RECORD EXCERPTS:
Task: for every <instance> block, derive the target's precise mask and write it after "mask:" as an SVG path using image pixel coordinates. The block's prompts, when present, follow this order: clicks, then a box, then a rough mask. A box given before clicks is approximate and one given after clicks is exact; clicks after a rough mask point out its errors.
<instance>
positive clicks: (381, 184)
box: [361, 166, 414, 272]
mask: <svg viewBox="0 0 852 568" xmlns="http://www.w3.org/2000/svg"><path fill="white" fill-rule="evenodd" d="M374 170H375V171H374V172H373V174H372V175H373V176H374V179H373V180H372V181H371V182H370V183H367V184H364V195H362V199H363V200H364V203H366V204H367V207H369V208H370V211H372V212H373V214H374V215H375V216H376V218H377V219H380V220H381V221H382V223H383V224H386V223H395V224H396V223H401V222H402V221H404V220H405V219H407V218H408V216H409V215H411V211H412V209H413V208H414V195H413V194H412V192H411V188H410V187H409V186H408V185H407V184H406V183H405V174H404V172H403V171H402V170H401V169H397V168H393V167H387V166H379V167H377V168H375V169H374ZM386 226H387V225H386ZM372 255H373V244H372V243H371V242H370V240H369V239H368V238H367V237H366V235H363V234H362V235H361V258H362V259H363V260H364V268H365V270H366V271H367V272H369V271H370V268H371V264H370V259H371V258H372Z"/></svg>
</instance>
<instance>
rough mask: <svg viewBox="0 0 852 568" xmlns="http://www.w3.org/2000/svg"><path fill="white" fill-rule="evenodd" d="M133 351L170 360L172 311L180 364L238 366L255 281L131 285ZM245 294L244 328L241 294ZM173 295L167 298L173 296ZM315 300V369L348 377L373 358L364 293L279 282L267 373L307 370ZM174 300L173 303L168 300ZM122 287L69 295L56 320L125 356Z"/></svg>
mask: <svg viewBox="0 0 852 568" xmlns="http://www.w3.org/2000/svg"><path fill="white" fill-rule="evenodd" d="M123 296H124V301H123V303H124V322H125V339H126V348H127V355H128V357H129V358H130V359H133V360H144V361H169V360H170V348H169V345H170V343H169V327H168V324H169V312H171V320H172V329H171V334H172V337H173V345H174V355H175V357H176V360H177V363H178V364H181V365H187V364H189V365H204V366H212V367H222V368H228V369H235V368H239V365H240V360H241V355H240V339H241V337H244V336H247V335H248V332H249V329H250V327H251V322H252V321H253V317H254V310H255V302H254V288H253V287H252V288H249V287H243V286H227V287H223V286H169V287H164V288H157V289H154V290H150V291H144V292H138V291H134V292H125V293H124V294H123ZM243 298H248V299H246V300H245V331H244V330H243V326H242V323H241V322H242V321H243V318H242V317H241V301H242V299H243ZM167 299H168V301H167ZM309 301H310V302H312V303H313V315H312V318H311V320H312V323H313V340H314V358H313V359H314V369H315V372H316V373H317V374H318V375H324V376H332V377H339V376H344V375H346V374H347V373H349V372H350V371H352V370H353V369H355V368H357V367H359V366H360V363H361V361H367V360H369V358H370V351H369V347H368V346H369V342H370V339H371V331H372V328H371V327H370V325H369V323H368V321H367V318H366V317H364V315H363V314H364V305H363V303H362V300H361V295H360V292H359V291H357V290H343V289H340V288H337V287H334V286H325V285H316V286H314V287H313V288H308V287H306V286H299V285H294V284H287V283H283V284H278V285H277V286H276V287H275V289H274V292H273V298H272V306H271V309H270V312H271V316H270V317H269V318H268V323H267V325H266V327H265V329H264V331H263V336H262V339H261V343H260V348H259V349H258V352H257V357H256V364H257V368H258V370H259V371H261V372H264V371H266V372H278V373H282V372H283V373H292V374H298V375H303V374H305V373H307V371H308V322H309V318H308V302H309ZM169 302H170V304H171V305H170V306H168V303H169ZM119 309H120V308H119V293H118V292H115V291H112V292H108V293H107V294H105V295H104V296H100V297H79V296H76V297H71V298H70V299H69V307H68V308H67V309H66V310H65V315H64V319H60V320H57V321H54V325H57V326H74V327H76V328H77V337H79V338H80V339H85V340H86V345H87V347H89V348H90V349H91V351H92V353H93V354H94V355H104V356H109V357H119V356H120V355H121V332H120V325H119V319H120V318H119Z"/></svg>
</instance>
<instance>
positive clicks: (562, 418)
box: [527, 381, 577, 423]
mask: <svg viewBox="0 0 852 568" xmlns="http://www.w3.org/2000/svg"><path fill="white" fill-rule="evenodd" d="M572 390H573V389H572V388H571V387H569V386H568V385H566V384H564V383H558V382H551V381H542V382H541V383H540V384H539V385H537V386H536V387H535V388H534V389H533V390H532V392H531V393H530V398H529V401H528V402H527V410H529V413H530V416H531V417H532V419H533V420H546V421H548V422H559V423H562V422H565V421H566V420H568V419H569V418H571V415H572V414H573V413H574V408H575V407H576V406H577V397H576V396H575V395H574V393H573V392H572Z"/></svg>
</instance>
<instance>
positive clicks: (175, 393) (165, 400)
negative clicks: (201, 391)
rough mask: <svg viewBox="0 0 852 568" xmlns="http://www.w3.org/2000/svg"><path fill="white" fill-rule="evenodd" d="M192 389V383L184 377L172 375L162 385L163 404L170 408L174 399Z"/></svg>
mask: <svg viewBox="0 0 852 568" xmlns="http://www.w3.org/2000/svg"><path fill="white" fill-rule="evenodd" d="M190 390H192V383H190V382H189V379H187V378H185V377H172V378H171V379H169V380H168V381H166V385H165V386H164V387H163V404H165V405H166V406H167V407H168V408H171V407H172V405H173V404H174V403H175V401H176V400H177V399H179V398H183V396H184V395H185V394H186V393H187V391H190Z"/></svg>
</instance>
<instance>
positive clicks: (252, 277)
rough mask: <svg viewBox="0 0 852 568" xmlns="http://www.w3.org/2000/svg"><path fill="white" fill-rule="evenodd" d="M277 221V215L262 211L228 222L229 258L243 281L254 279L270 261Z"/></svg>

DESCRIPTION OF THE TASK: Reproduce the lines starting at the first line and ending at the line that contains "box: [361, 166, 414, 272]", substituting "pixel positions" for "pixel coordinates" and leaving everything else unchanged.

EXERCISE RESULT:
Task: for every <instance> block, derive the target's precise mask and write it after "mask:" as an SVG path using image pixel positions. The block's prompts, when present, follow this order: clicks, then a box, then a rough mask. A box given before clicks is approximate and one given after clicks is exact; clicks after a rough mask point out its errors.
<instance>
positive clicks: (381, 184)
box: [361, 166, 414, 272]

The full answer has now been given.